[Material shown start]

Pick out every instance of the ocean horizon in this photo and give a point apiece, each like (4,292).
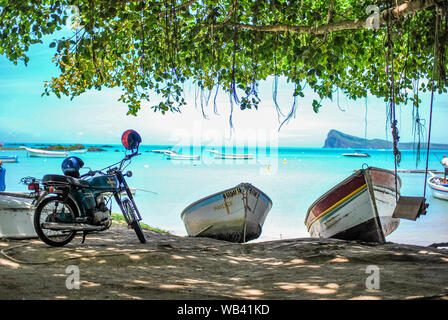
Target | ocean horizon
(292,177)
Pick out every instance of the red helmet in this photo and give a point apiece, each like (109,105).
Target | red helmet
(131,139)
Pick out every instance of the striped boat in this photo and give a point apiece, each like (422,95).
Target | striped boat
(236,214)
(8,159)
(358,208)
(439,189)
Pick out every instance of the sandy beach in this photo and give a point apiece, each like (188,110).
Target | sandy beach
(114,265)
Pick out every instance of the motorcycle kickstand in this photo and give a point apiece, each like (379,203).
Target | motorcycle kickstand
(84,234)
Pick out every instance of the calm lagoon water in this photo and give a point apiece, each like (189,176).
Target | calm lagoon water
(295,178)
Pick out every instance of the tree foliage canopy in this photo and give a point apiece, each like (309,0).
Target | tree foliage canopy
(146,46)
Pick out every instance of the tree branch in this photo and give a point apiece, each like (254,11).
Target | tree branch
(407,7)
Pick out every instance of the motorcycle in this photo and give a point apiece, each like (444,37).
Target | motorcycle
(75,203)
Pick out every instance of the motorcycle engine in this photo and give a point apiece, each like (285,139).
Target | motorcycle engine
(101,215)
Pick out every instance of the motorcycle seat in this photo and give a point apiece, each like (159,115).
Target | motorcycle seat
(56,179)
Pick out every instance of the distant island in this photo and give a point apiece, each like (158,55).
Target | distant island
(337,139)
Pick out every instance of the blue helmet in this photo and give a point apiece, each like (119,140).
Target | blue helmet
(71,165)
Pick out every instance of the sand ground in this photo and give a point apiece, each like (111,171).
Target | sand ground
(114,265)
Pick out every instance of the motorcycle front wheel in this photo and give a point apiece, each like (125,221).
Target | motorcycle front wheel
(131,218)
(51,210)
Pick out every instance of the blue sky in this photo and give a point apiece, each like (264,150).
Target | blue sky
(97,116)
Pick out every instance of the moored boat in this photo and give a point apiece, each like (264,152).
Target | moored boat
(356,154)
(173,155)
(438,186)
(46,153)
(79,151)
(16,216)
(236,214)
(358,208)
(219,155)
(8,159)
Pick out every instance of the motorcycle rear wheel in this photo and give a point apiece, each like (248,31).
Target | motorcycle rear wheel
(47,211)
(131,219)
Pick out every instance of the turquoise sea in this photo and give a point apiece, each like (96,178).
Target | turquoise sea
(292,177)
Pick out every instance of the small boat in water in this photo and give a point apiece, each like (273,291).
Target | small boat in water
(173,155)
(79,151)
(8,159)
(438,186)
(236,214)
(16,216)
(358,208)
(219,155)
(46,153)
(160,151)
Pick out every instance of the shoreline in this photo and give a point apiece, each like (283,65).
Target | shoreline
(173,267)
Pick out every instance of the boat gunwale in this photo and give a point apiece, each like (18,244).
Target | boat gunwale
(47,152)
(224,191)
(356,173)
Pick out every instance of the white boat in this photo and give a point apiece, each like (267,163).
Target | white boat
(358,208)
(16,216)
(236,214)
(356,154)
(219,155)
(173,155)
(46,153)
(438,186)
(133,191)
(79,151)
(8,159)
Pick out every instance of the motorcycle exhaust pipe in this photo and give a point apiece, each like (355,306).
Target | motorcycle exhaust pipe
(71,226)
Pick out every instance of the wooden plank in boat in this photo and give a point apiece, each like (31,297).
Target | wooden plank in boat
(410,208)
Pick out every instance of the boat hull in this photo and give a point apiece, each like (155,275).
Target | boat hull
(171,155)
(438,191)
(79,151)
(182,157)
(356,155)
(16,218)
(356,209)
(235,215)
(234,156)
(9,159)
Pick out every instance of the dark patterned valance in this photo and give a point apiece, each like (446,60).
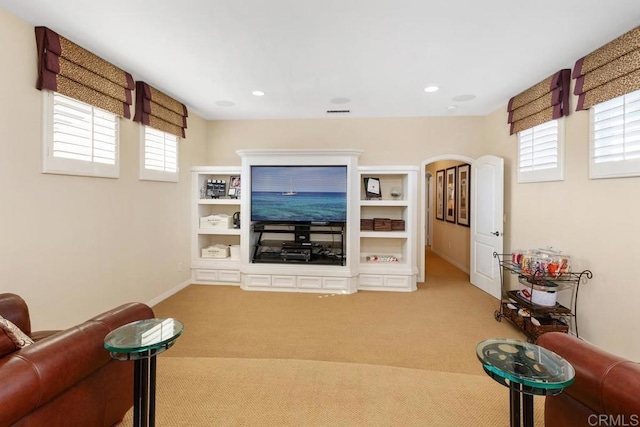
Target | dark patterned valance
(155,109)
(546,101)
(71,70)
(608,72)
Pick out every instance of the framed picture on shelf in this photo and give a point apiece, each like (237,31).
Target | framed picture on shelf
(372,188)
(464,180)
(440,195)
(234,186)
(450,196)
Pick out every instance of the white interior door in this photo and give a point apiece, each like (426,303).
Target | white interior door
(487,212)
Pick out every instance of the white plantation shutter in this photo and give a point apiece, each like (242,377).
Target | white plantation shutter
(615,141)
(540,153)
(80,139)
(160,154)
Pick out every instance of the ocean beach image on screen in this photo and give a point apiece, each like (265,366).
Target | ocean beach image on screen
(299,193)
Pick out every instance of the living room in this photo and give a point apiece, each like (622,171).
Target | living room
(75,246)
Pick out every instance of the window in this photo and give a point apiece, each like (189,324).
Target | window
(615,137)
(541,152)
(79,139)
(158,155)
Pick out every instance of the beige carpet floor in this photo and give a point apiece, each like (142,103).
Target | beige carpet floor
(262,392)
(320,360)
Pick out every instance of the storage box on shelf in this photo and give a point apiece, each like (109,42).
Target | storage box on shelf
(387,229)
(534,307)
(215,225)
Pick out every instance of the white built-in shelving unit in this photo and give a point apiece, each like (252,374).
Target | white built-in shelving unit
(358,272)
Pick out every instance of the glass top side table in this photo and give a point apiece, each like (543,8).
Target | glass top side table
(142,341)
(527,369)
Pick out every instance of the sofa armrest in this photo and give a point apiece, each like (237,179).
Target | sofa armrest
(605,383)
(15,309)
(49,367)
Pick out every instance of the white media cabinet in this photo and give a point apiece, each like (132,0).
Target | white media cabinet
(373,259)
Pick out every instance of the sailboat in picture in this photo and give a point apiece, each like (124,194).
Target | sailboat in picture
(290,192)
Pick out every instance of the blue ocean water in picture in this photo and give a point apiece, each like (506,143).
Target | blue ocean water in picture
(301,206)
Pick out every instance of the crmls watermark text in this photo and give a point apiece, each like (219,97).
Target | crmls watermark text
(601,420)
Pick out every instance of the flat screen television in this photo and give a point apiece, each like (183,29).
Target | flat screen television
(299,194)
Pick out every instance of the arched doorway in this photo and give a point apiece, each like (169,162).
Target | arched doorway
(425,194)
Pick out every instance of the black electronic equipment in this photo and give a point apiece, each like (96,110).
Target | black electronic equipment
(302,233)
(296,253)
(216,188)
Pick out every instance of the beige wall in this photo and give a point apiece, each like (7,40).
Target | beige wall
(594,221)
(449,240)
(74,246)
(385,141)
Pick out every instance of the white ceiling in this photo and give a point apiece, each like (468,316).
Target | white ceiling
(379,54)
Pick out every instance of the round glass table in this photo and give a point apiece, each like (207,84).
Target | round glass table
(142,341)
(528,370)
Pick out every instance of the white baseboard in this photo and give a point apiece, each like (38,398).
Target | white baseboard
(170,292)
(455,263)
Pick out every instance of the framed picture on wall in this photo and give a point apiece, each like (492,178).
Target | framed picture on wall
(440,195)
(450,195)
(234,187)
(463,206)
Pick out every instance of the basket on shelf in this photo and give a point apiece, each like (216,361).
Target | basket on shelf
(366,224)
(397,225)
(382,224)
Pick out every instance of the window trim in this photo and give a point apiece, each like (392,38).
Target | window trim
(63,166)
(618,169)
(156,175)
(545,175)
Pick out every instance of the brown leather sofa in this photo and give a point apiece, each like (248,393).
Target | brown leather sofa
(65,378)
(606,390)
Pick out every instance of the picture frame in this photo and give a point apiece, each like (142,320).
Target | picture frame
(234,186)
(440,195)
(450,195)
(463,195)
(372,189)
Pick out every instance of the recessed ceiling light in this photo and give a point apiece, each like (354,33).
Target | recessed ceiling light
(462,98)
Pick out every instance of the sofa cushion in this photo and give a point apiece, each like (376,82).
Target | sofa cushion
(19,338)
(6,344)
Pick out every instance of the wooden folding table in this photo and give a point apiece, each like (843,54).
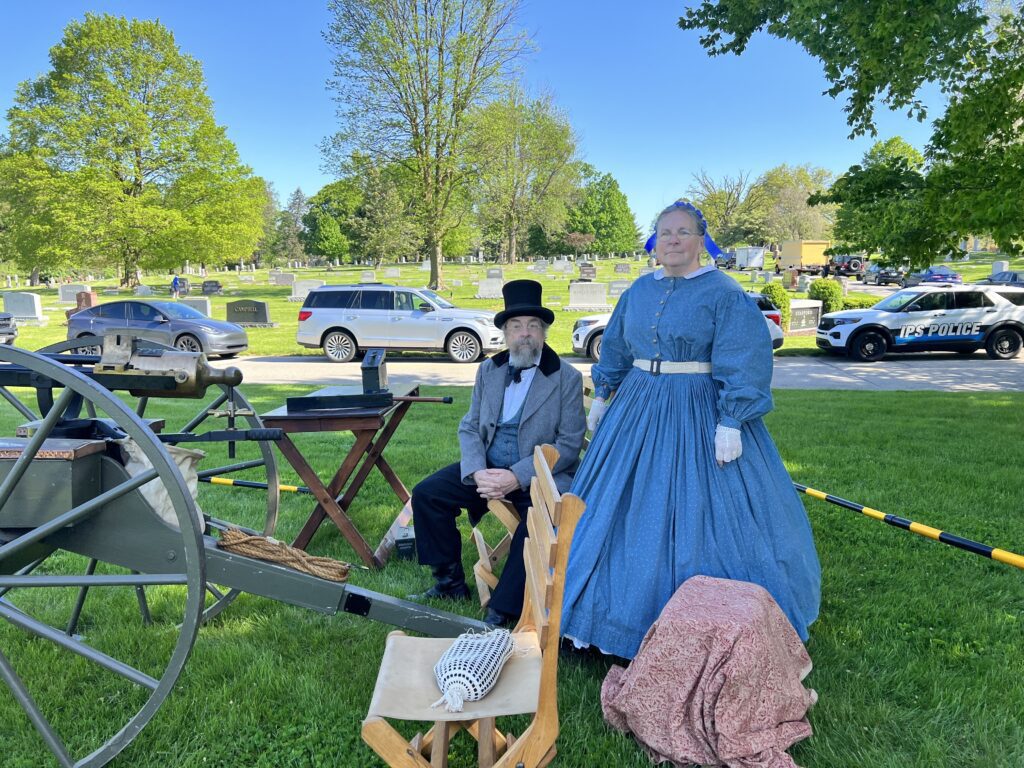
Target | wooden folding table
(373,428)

[Material shown end]

Task brief
Any pictures should be dropped; transcribe the rest of the records above exactly.

Solved problem
Pick out every instance of the ocean horizon in this photo and give a point apiece, each like (4,292).
Target | ocean horizon
(292,177)
Pick out every instance of the red helmet in this photo and give a point apiece, each like (109,105).
Target | red helmet
(131,139)
Pick out every instance of the striped boat in this photo and give a point apiece, each like (422,95).
Target | striped boat
(236,214)
(8,159)
(358,208)
(439,189)
Pick out every instance of the sandy beach in this photo and give a point apiece, each like (188,110).
Target | sandy beach
(114,265)
Pick out every instance of the motorcycle kickstand in this photo and give a point apiece, each like (379,203).
Target | motorcycle kickstand
(84,234)
Pick out every instance of the calm lagoon water in this photo and give a point apiece, each like (189,176).
Target | calm lagoon water
(295,178)
Pick out every instance of the tree foliage canopy in this photo and give a point apiece, each like (309,0).
Target | tree foliage canopy
(146,46)
Pick out every instance of the tree branch in this photo and give a point apiece, each like (254,11).
Target | tree branch
(407,7)
Pick out every instance of the motorcycle in this photo and give a point apiece, each like (444,37).
Target | motorcycle
(75,203)
Pick out every instance of the motorcycle engine in this photo and give a point apiece, each like (285,139).
Target | motorcycle engine
(101,215)
Pick out every instance of the motorcycle seat in this photo and give a point apiece, each like (159,115).
Target | motorcycle seat
(56,179)
Pick out every instance of the distant island in this photo and give a point apiece, each like (158,55).
Target | distant island
(337,139)
Pick out every instance of the blue helmet in this photo and give a point apiece, each like (119,140).
Target | blue helmet
(71,165)
Pick out every instance of the sand ground in this photo and give a point apiece, each like (111,171).
Target | sand ground
(114,265)
Pick out every instance of the motorcycle front wheel in this photo and give a point apiece, each like (125,221).
Target | motorcycle front wheel
(131,218)
(51,210)
Pick out every instance of the blue sky in this photo and give a point apiece, each like (264,150).
Target | blue sky
(97,116)
Pick out every instance of the moored boat in this photo and give a point apiece, each like (264,152).
Target | moored boat
(356,154)
(173,155)
(438,186)
(46,153)
(79,151)
(16,216)
(236,214)
(358,208)
(219,155)
(8,159)
Pick out every instance of the motorcycle rear wheel in this photo and give a point apiece, each like (248,31).
Target | motorcycle rear wheel
(47,211)
(131,219)
Pick out every instance of the turquoise sea in this photo and give a point apiece, each like (96,178).
Target | turquoise sea
(292,177)
Pick out every instance of the small boat in water in this photo and give a point apiece, each like (273,291).
Target | small boat in water
(173,155)
(79,151)
(8,159)
(438,186)
(236,214)
(16,216)
(358,208)
(219,155)
(46,153)
(160,151)
Pick out every instance of the shoreline in this photo and give a point apiece, each like (283,65).
Target | shoreline
(173,267)
Pick out every instance of the boat gunwale in this photo and give a point apiece, each like (18,244).
Target | boat gunwale
(47,152)
(224,191)
(356,173)
Pick out every instance of the white boat in this photo and give a point apiece, each like (267,163).
Target | white boat
(358,208)
(16,216)
(236,214)
(356,154)
(219,155)
(173,155)
(46,153)
(438,186)
(133,191)
(79,151)
(8,159)
Pick out every instance of the motorcycle exhaust pipe in this photo and give a point apiece, each like (355,306).
Target | motorcycle exhaust pipe
(71,226)
Pick out every instance of the wooden plank in boat in this photo and give a point apiece, each like (31,297).
Target | wooden plank in boat
(410,208)
Pick out every instance of the boat hull in this photo and give a point apiece, each like (155,275).
Target | boat hull
(171,155)
(438,191)
(79,151)
(182,157)
(356,155)
(16,218)
(356,209)
(235,215)
(234,156)
(9,159)
Pick out every instance of the dark patterned valance in this photo and give a point apiece, each like (446,60).
Target | dark patterned valance
(155,109)
(546,101)
(71,70)
(608,72)
Pick out every instance of the framed picture on shelf in this photo and give a point apiece, each like (237,31).
Target | framed picture on shelf
(372,188)
(464,180)
(440,195)
(234,186)
(450,196)
Pick out every instance of the white interior door in this photo and give a point apiece, each like (426,303).
Target | white interior door
(487,212)
Pick out every instance of the white plantation shutter in this photo and give a point apiece, each like (242,377).
Target | white plantation shutter
(615,141)
(540,153)
(80,139)
(160,154)
Pick out every instance of the ocean beach image on screen in this photo and give a point apiece, each like (265,366).
Target | ocean beach image on screen
(299,193)
Pick out every instance of the living room in this photo and give a point apiece, each like (622,171).
Target | living room
(75,246)
Pick out every instance of the window in this photo and give a point apiece, each like (189,324).
Target | window
(615,137)
(541,152)
(79,139)
(158,155)
Pick out every instance of the beige carpet floor in this photo and give a point apiece, each like (142,103).
Target | beige carpet floor
(262,392)
(320,360)
Pick out every instance of the storage box on shelf in this photo and give a point apiece, each like (109,42).
Target | storage box on shelf
(387,229)
(534,307)
(215,225)
Pick out every instance of the white built-in shelving unit in this photo and give a point apiece, each like (252,374).
Target | white built-in shelving unit
(358,272)
Pick out every instance of the glass top side table in this photo and give a point apiece, each like (543,8).
Target | glass top side table
(142,341)
(527,369)
Pick out every instance of the sofa armrest in this photo and give a point apiece, each like (237,179).
Target | sofa armrest
(605,383)
(15,309)
(49,367)
Pick out every instance of the white media cabinet in this photo and give a point apiece, each like (132,0).
Target | white media cabinet
(373,259)
Pick out every instance of the sailboat in picture in this photo and give a point apiece, each like (124,194).
Target | sailboat in picture
(290,192)
Pick out every instance of the blue ocean water in picture in this photo and give a point apiece, each like (506,143).
Target | blue ocean water in picture
(301,206)
Pick out every instance of the crmls watermark text in this photo and give a point apiece, each like (219,97).
Target | crmls watermark text
(601,420)
Pick out every instance of the flat screen television in this photo and give a point apiece, each like (183,29).
Target | flat screen television
(299,194)
Pick out every instance of the arched doorway in this photo and give a point apiece, each like (169,162).
Target | arched doorway
(425,194)
Pick out every instance of the black electronic equipment in this photo and give a point apiece, each like (96,110).
Target | black electronic equipment
(302,233)
(296,253)
(216,188)
Pick out every instance of the beige wall in this photo and give a point apiece, each like (7,40).
Target | beige wall
(594,221)
(449,240)
(74,246)
(385,141)
Pick out every instance of the white ceiling in this photo and give a point apiece, each like (468,316).
Target | white ceiling
(379,54)
Pick out every instance of the round glass table in this photo and give a point apiece, each like (207,84).
Target | round glass table
(142,341)
(528,370)
Pick out every instance of the white baseboard in this photo and give a point apiece, each like (38,398).
Target | white baseboard
(170,292)
(455,263)
Pick out every instance of the framed picture on wall in this photo and give a point apiece, each like (492,178).
Target | framed picture on wall
(440,195)
(450,195)
(234,187)
(463,206)
Pick out every instance of the basket on shelf in this photo and give a point apiece, each like (216,361).
Target | basket on shelf
(366,224)
(397,225)
(382,224)
Pick out every instance of the window trim in this photo and give a point apiece, each like (392,38).
Target | window trim
(63,166)
(618,169)
(156,175)
(545,175)
Pick out every instance of the brown leather sofa in this photo and give a point apiece, each like (248,393).
Target | brown leather sofa
(65,378)
(606,390)
Pick out every instance of the picture frame in this photo and give a point apiece, each like (142,320).
Target | picture frame
(234,186)
(440,195)
(450,195)
(463,195)
(372,189)
Pick out every instance of the recessed ceiling light in this photo and give a point apiece, each like (354,33).
Target | recessed ceiling light
(462,98)
Pick out every instance of the sofa cushion in this photo and give a point apiece, each like (376,82).
Target | sofa cushion
(19,338)
(6,344)
Pick out every instance of the wooden folding table in this photo and give a point apiece, each like (843,54).
Target | wooden folding table
(373,428)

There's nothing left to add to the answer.